:: Document text ::

#####

Pythagoras and the Pythagoreans

views updated

PYTHAGORAS AND THE PYTHAGOREANS

Pythagoras (fl. c. 530 b.c.), Greek philosopher and mathematician, was one of the most influential and creative thinkers of the pre-Socratic period. A native of the island of Samos off the western coast of Asia Minor, he is reported to have traveled extensively, but this cannot be verified. At about the age of 40 he fled from Samos to avoid the tyranny of Polycrates and migrated to Croton in southern Italy, where he lived for 20 years. It was here that he founded his famous society. His last years were spent in Metapontum, farther north from Croton, where he died on an unknown date. The Pythagorean society continued in existence for well over a century, disappearing finally in the fourth century b.c.

#####

:: Data listing ::
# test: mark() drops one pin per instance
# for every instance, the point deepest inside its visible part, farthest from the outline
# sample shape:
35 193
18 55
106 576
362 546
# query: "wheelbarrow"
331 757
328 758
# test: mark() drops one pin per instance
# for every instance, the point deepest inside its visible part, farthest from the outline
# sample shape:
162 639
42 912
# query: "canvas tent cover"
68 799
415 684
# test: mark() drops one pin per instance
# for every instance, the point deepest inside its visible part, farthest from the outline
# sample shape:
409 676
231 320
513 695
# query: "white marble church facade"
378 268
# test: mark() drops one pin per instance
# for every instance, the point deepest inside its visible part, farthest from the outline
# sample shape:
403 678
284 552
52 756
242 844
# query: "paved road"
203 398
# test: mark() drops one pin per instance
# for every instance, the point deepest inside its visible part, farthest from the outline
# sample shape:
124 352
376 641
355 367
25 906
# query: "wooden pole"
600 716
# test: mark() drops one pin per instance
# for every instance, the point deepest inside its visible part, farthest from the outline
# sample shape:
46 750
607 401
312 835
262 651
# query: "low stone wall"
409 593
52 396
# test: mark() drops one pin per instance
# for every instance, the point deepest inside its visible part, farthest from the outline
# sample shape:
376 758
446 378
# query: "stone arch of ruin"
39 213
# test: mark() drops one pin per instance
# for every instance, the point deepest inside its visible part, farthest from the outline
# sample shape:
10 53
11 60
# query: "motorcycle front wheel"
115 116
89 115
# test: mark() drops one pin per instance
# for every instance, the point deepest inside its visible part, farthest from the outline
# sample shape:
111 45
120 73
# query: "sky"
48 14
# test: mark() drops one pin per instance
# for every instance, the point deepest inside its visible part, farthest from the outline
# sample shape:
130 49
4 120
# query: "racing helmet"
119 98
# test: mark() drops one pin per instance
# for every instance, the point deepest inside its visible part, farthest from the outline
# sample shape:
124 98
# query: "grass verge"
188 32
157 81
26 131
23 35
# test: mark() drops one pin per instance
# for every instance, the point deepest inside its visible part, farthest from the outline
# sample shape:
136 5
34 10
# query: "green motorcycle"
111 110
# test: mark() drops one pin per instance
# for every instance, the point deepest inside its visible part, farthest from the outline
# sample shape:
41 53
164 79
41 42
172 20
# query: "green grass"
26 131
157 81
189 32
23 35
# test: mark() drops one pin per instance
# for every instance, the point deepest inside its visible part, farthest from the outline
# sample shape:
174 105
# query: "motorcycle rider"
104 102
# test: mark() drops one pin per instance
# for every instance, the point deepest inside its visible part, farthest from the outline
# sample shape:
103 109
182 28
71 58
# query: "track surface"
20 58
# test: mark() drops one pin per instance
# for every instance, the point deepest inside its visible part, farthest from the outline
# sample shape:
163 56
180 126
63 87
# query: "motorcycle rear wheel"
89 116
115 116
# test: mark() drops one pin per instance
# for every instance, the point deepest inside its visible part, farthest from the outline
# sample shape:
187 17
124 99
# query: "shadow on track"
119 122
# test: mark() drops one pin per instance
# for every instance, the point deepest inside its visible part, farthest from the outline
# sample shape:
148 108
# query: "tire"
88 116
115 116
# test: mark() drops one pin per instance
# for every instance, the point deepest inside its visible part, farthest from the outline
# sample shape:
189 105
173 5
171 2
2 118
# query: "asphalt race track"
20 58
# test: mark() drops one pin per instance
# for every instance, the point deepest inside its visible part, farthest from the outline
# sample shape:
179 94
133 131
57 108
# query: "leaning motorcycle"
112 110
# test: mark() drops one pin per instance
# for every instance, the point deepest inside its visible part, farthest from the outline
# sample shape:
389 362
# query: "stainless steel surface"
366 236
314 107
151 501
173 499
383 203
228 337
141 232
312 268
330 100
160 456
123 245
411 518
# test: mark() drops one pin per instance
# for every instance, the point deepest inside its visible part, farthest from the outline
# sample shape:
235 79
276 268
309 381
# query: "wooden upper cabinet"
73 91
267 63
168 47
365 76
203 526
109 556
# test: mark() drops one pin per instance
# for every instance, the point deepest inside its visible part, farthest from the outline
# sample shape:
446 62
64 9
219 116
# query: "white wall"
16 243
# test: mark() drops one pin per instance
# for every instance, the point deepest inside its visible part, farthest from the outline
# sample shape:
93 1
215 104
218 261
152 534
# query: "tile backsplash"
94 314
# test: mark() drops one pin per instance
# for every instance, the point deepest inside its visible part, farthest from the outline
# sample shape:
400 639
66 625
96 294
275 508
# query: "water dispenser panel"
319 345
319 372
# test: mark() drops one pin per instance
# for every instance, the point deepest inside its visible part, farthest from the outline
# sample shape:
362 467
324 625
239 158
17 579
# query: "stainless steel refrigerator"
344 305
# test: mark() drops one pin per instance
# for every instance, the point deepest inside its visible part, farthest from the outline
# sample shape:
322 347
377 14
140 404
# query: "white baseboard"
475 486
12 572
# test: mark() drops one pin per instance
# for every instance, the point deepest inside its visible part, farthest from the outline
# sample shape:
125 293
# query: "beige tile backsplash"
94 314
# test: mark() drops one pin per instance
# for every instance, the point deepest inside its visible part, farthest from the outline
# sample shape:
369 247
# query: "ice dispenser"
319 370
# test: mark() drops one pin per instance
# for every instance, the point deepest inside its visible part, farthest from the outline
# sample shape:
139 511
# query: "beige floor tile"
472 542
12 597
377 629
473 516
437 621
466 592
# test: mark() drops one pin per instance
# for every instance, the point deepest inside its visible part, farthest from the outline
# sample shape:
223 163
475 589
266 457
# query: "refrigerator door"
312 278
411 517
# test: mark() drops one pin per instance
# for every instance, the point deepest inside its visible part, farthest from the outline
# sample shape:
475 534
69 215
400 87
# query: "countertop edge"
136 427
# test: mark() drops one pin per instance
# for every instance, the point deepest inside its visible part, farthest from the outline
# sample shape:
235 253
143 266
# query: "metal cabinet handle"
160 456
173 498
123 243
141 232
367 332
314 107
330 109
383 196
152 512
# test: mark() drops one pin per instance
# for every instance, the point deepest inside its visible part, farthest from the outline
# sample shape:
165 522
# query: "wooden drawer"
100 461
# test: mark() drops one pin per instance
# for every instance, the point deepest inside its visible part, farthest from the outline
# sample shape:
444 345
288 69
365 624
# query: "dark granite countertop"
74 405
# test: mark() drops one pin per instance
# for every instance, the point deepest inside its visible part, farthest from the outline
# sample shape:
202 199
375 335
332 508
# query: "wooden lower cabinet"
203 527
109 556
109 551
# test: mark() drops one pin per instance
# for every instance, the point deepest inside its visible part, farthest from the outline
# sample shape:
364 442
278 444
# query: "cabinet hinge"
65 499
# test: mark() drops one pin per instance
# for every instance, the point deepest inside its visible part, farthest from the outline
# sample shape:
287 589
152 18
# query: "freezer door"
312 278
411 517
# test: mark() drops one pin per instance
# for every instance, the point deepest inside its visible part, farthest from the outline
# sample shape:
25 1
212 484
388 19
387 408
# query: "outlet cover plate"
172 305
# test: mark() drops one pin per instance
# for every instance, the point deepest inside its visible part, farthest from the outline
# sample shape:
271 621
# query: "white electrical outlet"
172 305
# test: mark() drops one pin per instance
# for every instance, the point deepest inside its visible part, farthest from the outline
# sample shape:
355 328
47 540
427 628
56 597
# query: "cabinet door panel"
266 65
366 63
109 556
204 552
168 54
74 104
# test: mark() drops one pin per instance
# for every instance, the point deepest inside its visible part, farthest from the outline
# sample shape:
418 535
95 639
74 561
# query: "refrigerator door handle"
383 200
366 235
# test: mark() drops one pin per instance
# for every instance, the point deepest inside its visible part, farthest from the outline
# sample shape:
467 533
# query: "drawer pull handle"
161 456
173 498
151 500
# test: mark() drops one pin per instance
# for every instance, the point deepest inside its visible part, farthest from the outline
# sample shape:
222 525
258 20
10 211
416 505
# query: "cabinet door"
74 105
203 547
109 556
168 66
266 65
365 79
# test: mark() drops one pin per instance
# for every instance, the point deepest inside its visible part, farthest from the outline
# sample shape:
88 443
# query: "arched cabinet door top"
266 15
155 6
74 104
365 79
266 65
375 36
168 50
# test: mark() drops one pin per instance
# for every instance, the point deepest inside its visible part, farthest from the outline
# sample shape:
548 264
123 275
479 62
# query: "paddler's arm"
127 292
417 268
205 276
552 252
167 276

#####

:: Request 1 ::
Extract from the Pythagoras passage the span that opens at the words "Pythagoras (fl. c." and closes after "fourth century b.c.", copying it without changes.
:: Request 2 ::
Extend the account of Pythagoras and the Pythagoreans past its last sentence.

:: Written response 1 ::
Pythagoras (fl. c. 530 b.c.), Greek philosopher and mathematician, was one of the most influential and creative thinkers of the pre-Socratic period. A native of the island of Samos off the western coast of Asia Minor, he is reported to have traveled extensively, but this cannot be verified. At about the age of 40 he fled from Samos to avoid the tyranny of Polycrates and migrated to Croton in southern Italy, where he lived for 20 years. It was here that he founded his famous society. His last years were spent in Metapontum, farther north from Croton, where he died on an unknown date. The Pythagorean society continued in existence for well over a century, disappearing finally in the fourth century b.c.

:: Written response 2 ::
Pythagoras himself apparently wrote nothing, preferring to transmit his teachings orally to the members of the school. Moreover, the members of the society were supposedly sworn to secrecy on their doctrines which, if true, would militate further against the development of a written tradition. As a result, most knowledge of the Pythagoreans has come indirectly through later classical writers. Furthermore, Pythagoras was held in such high esteem by members of the school that they regularly attributed their ideas to him. Thus, although there must have been some development of the tradition, it is difficult to distinguish the teachings of the various Pythagoreans. Even Aristotle usually refers to the "Pythagoreans" as a common group rather than to Pythagoras himself. The later members of the school included Philolaus, Eurytus, Lysis, Xenophilos, Phanton, Echekrates, Diokles, Polymnastos, Timaeus of Locri, and Archytas of Tarentum, a friend of Plato. The authenticity of the fragments attributed to Philolaus has been questioned.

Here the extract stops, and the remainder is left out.